# SET EXERCISE
How many lines of the data below contain the string "shrub"? Reply with the number only.

# STORED RECORDS
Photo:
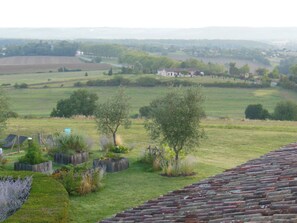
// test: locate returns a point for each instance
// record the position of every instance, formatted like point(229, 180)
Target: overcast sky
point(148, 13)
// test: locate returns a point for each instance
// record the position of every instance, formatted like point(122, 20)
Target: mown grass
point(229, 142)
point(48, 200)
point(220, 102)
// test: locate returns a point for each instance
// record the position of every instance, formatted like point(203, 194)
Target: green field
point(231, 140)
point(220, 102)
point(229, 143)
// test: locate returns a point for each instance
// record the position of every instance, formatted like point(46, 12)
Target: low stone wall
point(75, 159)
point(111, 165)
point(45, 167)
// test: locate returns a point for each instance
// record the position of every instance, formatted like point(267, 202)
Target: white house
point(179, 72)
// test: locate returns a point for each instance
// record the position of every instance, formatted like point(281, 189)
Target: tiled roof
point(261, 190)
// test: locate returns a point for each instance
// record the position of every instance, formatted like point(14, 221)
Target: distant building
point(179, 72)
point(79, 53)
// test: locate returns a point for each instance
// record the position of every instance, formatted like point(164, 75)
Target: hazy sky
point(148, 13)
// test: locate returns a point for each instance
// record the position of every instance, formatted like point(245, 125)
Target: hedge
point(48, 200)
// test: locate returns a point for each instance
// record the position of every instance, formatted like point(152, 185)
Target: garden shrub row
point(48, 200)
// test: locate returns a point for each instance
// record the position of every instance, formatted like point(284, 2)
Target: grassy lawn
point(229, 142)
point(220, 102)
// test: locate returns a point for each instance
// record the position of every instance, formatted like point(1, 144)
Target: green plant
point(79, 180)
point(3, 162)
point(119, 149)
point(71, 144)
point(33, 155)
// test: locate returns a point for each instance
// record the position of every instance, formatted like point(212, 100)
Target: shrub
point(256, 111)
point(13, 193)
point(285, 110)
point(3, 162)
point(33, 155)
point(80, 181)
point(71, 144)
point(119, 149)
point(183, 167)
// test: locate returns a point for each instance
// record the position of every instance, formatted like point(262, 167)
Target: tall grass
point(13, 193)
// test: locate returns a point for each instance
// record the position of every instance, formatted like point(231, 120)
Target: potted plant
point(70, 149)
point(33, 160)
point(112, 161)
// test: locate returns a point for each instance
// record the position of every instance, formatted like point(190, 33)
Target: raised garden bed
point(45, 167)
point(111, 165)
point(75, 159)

---

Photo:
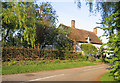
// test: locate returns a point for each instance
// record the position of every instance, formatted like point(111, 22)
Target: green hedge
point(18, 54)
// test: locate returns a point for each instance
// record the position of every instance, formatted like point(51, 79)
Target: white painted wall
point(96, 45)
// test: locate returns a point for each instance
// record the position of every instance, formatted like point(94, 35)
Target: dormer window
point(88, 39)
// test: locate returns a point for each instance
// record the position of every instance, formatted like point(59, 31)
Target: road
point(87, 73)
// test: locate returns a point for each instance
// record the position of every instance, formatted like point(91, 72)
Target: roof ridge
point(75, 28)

# FULL RESPONSE
2